● **Task item**
Extract exactly the range of lines bounded by the line containing "of the handheld" and the final line of the listing, both ends included, and no other lines.
Top of Extracted records
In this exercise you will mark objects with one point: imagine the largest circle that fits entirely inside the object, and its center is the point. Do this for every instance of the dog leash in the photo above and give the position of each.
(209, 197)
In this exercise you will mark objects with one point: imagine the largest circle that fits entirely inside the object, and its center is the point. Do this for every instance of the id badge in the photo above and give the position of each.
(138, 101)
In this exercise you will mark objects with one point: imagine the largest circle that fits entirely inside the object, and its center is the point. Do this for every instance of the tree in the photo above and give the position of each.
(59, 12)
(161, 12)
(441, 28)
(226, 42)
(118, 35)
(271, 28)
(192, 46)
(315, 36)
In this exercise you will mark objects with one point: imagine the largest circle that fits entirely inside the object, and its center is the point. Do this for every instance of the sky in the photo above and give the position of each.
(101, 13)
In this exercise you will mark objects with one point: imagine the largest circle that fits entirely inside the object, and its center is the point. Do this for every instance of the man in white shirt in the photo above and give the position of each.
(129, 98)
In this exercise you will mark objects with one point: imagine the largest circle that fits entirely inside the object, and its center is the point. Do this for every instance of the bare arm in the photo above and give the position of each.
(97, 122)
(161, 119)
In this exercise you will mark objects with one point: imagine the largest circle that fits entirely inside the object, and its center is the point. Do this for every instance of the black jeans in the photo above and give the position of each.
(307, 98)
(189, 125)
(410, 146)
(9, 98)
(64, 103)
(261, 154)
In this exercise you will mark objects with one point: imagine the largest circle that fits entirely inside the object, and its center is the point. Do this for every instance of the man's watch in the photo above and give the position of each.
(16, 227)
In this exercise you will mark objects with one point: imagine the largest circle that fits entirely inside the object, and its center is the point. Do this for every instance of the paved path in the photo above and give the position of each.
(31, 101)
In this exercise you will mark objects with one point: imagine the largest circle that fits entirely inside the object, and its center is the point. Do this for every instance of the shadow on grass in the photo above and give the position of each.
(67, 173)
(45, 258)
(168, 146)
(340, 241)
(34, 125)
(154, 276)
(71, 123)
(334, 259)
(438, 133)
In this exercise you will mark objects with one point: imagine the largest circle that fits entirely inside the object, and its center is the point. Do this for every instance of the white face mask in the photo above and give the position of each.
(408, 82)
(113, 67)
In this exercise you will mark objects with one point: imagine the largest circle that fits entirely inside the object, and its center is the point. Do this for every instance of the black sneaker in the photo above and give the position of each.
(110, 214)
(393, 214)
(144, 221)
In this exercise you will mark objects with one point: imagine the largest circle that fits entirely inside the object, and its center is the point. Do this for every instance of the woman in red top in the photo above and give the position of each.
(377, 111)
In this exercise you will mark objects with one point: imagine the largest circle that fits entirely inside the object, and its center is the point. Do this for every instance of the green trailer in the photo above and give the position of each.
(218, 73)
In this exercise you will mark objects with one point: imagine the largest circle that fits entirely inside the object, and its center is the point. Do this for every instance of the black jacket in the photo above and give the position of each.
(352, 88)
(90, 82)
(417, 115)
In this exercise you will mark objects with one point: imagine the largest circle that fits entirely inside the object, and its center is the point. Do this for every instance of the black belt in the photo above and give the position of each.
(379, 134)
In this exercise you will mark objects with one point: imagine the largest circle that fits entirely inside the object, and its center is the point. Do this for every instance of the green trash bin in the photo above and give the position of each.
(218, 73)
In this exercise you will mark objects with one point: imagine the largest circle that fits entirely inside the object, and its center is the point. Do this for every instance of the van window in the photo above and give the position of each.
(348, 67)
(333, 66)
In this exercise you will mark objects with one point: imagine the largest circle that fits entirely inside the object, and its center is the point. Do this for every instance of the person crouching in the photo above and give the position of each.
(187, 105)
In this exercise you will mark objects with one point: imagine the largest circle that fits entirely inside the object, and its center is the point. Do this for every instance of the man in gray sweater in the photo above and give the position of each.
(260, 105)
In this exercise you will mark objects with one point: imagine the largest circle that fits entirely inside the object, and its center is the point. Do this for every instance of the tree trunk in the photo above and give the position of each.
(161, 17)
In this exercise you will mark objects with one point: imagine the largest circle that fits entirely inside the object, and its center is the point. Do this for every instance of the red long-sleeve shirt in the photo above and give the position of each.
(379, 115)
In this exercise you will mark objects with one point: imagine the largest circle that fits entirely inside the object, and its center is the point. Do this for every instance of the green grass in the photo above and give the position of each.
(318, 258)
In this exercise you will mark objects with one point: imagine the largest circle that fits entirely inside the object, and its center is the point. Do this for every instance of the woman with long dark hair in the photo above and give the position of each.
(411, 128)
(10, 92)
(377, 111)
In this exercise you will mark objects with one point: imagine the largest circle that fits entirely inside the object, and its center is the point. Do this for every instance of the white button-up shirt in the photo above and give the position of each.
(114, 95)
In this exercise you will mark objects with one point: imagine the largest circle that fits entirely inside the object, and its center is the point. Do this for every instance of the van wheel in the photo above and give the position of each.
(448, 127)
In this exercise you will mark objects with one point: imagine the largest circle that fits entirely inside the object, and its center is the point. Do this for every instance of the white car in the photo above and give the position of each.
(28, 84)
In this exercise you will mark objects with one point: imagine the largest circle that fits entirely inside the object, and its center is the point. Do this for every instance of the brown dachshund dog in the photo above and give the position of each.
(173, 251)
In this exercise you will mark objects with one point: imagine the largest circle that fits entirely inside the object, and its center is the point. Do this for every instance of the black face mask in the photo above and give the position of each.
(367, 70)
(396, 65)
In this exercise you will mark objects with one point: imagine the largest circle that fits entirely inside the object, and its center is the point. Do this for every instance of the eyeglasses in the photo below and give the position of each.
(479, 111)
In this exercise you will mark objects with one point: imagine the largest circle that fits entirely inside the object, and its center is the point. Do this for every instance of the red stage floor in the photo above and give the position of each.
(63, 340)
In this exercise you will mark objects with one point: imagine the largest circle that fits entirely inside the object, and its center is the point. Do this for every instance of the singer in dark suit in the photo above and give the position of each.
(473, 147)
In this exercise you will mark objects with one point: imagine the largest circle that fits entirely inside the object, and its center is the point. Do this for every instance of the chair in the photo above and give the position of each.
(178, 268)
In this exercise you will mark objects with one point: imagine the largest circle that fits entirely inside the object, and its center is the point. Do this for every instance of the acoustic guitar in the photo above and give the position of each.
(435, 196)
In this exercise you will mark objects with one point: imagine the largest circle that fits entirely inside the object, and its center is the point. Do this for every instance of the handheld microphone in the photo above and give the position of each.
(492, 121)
Bottom of Extracted records
● **Output**
In this exercise you will mark objects with one point: imagine the largest circle that fits entirely inside the object, and its center is the point. Do this for every instance of the handheld microphone in the photo above and give the position of each.
(492, 121)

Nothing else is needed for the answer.